**Tâche assignée 1**
Résumez en deux phrases l'article sur le changement d'état civil des personnes trans.
**Tâche assignée 2**
Complétez l'article sur le changement d'état civil des personnes trans en rédigeant le passage qui suit sa dernière phrase.

**Extrait du document**
--*--
Preuves de stérilisation ou de réassignation sexuelle

Depuis de nombreuses années, la communauté trans réclame une loi pour faciliter la modification de la mention du sexe à l’état civil. «C’est à chacun de décider s’il veut voir la case M ou la case F cochée sur ses documents ou une case d’un autre genre. Cette identité ne doit pas nous être imposée», plaide Clémence Zamora Cruz, déléguée de l’Inter-LGBT.

Aujourd’hui, aucune loi ne régit le changement d’état civil des transsexuels. Mais selon une jurisprudence de 1992, confirmée par plusieurs arrêts de quatre arrêts de la Cour de cassation, les trans doivent produire en justice un diagnostic de transsexualisme et prouver l’irréversibilité de la transformation de leur apparence pour modifier la mention du sexe sur leur acte de naissance. «Ce parcours judiciaire engendre des inégalités sur le territoire. Certains TGI sont ouverts au changement d’état civil tandis que d’autres mettent des barrières et réclament des preuves de stérilisation ou de réassignation sexuelle», dénonce Clémence Zamora Cruz. Selon la communauté trans, cette difficulté à obtenir des documents en accord avec leur genre est à la source de nombreuses discriminations dans le domaine du travail, des études ou encore de l’accès aux soins et entraîne un taux de précarité élevé.

Aux États-Unis, la médiatisation des trans a été «bénéfique»

Depuis l’élection de François Hollande, deux propositions de lois pour faciliter le changement d’état civil ont vu le jour, dont une déposée ces derniers jours à l’Assemblée nationale par les députés PS Erwann Binet, Michèle Delaunay et Pascale Crozon. Aucune n’a cependant été mise à l’agenda parlementaire et les deux textes ont été critiqués par les associations trans. Ces dernières voudraient que la France suive la voie de l’Argentine où le changement d’état civil se fait par simple déclaration en mairie.

Alors que le débat semble bloqué du côté des politiques depuis le mariage pour tous, une meilleure visibilité médiatique pourrait-elle changer la donne?
Aux États-Unis, la médiatisation des trans a été «bénéfique», juge Clémence Zamora Cruz mais elle doit rester «respectueuse de la réalité de la communauté».

«Avec des histoires comme celle de Caitlyn Jenner, les gens peuvent se faire de fausses représentations de la réalité des personnes trans. On se dit qu’elle est belle et on continue de véhiculer des stéréotypes sur la femme. Tous les trans ne se reconnaissent pas dans cette couverture médiatique. De plus, beaucoup de personnes sont en difficulté car elles n’ont pas accès un suivi médical correct, ne peuvent pas se faire opérer ou avoir accès à une hormonothérapie faute d’argent».
--*--
**Matériel d'étude**
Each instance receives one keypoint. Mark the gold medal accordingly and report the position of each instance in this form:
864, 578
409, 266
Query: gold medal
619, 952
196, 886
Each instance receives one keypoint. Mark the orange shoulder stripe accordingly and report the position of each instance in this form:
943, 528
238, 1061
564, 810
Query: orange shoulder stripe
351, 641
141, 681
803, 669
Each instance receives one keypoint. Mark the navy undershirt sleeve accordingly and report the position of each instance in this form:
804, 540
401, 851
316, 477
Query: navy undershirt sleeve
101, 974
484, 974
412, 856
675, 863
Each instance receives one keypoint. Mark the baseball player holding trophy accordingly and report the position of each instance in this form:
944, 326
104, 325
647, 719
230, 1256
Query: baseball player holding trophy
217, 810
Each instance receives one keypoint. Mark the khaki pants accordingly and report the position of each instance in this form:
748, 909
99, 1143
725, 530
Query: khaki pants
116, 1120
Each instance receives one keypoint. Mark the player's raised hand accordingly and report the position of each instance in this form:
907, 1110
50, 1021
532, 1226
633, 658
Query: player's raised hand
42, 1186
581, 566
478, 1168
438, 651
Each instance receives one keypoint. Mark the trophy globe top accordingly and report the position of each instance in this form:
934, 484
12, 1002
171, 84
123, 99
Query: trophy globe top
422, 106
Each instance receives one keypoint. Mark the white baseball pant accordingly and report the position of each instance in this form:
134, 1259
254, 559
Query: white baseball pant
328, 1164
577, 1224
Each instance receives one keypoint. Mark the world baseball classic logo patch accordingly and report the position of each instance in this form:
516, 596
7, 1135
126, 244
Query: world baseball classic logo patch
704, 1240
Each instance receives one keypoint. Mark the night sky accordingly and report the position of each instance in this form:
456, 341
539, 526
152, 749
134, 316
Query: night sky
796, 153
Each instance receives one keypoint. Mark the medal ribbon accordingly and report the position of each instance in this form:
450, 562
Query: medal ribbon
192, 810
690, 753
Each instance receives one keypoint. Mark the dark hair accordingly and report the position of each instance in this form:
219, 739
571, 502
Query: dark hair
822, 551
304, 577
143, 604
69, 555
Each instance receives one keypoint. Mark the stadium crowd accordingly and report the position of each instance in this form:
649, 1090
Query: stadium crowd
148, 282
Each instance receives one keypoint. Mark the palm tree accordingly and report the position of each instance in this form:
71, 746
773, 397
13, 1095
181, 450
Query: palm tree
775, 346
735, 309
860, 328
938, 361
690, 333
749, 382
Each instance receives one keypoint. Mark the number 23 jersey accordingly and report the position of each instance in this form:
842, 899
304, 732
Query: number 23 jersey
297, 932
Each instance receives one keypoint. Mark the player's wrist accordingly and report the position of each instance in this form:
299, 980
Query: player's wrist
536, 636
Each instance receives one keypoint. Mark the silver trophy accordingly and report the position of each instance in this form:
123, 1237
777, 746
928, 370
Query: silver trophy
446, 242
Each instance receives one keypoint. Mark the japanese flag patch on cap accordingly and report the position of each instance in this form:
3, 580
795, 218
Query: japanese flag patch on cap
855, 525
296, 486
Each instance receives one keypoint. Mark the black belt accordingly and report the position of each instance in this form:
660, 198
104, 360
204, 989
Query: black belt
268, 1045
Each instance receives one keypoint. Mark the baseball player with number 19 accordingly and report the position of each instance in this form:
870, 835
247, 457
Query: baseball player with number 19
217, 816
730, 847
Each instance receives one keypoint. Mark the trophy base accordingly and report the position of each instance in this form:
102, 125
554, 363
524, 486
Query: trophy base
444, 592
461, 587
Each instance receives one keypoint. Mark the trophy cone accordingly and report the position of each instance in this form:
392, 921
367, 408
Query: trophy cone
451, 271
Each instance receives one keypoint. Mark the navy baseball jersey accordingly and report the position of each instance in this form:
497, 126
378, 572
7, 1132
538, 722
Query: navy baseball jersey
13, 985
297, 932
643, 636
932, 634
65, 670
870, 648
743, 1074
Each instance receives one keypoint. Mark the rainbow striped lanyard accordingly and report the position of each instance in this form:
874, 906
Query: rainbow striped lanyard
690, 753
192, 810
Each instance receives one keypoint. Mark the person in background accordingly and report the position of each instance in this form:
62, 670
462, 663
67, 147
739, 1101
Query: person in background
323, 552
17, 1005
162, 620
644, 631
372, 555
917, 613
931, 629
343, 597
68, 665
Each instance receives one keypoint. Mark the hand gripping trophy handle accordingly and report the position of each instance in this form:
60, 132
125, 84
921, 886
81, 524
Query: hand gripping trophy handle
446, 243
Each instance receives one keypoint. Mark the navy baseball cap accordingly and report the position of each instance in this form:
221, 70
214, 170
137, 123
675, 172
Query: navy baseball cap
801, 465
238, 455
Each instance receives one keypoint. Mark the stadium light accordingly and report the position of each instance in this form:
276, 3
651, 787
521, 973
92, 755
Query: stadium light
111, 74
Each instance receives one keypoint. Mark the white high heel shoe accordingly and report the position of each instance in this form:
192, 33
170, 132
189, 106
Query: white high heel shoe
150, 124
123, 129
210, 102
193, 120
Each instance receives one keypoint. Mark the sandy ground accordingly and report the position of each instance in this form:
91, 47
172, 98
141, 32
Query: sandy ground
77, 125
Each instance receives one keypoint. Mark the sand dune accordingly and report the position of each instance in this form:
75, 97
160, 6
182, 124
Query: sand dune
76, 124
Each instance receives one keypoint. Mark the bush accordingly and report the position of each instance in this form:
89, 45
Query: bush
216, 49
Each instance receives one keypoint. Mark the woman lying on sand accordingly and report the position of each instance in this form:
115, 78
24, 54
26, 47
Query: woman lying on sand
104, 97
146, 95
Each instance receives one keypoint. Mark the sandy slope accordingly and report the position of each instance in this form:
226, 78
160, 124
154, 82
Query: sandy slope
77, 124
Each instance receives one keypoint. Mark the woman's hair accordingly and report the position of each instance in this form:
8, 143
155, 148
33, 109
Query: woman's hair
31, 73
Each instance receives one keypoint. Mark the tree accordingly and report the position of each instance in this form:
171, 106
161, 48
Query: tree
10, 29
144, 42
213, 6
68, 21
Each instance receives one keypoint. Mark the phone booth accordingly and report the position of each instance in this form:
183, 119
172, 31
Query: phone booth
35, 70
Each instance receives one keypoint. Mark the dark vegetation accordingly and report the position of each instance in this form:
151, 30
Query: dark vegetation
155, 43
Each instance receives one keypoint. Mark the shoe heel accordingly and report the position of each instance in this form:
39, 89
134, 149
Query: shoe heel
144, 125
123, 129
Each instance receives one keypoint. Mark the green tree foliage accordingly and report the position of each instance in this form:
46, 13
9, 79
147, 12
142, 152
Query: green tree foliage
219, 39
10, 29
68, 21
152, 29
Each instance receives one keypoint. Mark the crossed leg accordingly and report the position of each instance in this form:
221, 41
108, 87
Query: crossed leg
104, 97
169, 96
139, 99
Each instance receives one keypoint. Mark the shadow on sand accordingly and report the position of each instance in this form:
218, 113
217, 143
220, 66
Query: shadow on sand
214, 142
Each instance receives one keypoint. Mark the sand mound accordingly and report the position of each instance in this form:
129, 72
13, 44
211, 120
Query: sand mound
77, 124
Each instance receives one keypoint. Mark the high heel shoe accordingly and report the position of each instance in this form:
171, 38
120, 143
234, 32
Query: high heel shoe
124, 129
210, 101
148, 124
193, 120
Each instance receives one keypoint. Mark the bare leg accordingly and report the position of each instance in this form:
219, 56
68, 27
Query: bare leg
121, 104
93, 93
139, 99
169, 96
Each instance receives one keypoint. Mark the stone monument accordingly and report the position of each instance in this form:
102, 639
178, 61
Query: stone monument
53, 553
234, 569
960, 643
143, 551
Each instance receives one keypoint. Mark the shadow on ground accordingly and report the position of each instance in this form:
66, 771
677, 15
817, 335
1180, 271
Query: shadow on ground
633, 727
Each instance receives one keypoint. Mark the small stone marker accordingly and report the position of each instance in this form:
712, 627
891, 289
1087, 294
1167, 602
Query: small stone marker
--*--
**Réponse 1**
En France, aucune loi ne régit le changement d'état civil des transsexuels, et la jurisprudence les oblige à produire en justice un diagnostic de transsexualisme et à prouver l'irréversibilité de leur transformation, un parcours que Clémence Zamora Cruz, de l'Inter-LGBT, dénonce comme source d'inégalités. Les deux propositions de loi apparues depuis l'élection de François Hollande n'ont pas été mises à l'agenda parlementaire, les associations trans réclament une simple déclaration en mairie comme en Argentine, et Clémence Zamora Cruz juge la médiatisation des trans aux États-Unis bénéfique tout en craignant qu'elle véhicule des stéréotypes.

**Réponse 2**
Au-delà d’Existrans

Les associations comptent continuer leurs mobilisations pour les droits des trans et des intersexué-e-s, au-delà d’Existrans. Elles commencent à se réunir pour mettre en place une ligne de revendications communes face au projet de loi et se mettre d’accord sur la manière de négocier lors des auditions prévues.
On peut citer Acceptess-T qui travaille beaucoup sur la question du manque d’études en France sur la transidentité. L’association espère pouvoir obtenir des chiffres sur la transphobie, dans une visée intersectionnelle (incluant par exemple, la transphobie selon l’origine, pour les personnes sans papiers ou encore les travailleu-r-se-s du sexe).

La marche

existrans---parcours-2015Le point de départ sera Stalingrad à 14h et la marche finira au centre de Paris avec des prises de paroles. Cette année, le collectif Existrans a réuni suffisamment de fonds pour pouvoir avoir un char, qui sera mis à disposition pour les personnes ayant des difficultés de déplacement. Après la marche, deux soirées seront prévues (à 19h à la Mutinerie et à 23h au CLUB 56).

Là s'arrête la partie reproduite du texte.